本文:

● ● ● ●

転機となったのは、2011年に発生した東日本大震災です。故郷である福島も大きな被害にあい、多くの高齢者が命を落としました。それを見て、確かに病院には病院の役割があり、看護師の仕事も素晴らしいけれど、これからは高齢者の手助けをしていきたいと考えたのです。そこで、高齢者施設を開設することを目標に定め、思い切って病院を退職。色んな介護施設のコンサルティングをしながら経営や介護のことを学び、施設経営に必要な知識を自分のものにしていきました。10年経って、ようやく「サービス付き高齢者向け住宅アムール」を設立。看護師としての知識も生かしながら感染対策にも力を入れてきたおかげで、新型コロナウイルス禍も無事に乗り越えました。

オープン当初からのスタッフもたくさんいて、本当に助かっています。私の役目は、スタッフが気持ちよく安心して勤め続けられるように、安定した給料や福利厚生を提供することです。職場が大好きなら自然と入居者さんへも優しく接することができますし、それが私にとっても一番の幸せです。今注力していることは、訪問看護ステーションを開設すること、福島県南相馬市に住宅型有料老人ホームを開設すること、すでにある施設の近隣に高齢者と子供たちが活用できる施設を開設することです。これらによって新しい雇用も生み出せるので、入居者にとっても地域の人にとっても様々なプラスの効果があると信じています。

私の信念は「お金を追わず、仕事を追え」。お金もうけで動いてしまうと本来の自分からずれていきますし、大体失敗します。人のために喜んで一生懸命仕事して、その対価としてようやくお金がついてくるのです。ですから、仕事は今自分がやりたいこと、やってみたいこと、やってあげたいことから入っていくことが大切だと思います。私は周囲の人からは苦労人だと思われますが、その自覚は全くなく、置かれた状況を乗り越えてきただけ。目先の目標を一つひとつクリアしてきたら、大きな目標に辿り着いていただけです。私は、目標は持つけれど夢は持たない性格。これからも自分にできないことはないと信じていますし、決めたらやる、ただそれだけですね。

● ● ● ●

課題のねらい:
本文では、書き手が病院を辞めて高齢者施設の開設を目指すきっかけになった出来事は何ですか。

● ● ● ●

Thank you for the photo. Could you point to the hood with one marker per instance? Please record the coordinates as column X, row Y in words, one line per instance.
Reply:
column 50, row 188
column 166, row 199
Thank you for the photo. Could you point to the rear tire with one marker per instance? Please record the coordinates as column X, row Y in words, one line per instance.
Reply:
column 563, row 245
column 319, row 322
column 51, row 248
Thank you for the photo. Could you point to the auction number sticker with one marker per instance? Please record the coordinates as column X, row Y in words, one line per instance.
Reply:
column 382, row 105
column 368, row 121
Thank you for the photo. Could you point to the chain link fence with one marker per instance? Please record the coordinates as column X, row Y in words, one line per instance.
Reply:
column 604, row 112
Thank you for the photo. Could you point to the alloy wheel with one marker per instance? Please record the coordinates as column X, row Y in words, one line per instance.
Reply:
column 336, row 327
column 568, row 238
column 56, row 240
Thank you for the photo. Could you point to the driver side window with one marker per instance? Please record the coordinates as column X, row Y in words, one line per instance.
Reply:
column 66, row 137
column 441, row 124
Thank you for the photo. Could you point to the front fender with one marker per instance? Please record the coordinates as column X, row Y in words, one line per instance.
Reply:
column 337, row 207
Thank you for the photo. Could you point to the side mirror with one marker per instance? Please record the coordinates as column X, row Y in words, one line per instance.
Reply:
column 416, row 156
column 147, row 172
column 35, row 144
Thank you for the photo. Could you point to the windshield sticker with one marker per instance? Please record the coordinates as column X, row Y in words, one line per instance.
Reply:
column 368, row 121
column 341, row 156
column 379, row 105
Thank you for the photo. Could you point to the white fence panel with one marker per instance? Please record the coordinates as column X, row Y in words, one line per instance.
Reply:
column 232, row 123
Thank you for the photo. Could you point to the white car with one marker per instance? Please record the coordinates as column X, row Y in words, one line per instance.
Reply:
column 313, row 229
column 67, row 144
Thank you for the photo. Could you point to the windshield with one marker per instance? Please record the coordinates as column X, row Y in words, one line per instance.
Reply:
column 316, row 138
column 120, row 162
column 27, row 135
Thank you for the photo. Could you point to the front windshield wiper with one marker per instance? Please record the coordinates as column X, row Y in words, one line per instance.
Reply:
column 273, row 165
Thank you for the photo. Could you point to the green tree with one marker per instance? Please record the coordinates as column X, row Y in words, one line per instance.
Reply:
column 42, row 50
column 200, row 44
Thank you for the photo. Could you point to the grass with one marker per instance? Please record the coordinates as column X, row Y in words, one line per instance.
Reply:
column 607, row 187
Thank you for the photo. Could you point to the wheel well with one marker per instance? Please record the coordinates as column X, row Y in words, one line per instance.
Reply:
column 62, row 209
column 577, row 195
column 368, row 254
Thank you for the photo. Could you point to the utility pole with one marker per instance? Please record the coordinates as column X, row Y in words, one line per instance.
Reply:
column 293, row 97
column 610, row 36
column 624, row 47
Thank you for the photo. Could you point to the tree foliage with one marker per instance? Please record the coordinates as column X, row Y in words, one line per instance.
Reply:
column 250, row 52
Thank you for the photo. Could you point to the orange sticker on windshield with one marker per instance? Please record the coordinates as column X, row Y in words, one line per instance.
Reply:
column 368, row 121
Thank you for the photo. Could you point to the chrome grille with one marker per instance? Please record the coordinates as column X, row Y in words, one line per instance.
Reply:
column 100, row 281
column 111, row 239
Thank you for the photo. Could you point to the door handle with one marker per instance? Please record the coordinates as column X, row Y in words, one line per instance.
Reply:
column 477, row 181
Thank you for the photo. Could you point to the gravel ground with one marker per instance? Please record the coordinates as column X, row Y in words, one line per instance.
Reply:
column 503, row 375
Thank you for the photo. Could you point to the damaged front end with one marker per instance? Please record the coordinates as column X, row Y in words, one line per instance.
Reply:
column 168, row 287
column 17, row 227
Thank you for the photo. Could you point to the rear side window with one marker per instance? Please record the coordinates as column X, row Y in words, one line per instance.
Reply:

● ● ● ●

回答欄:
2011年に起きた東日本大震災です。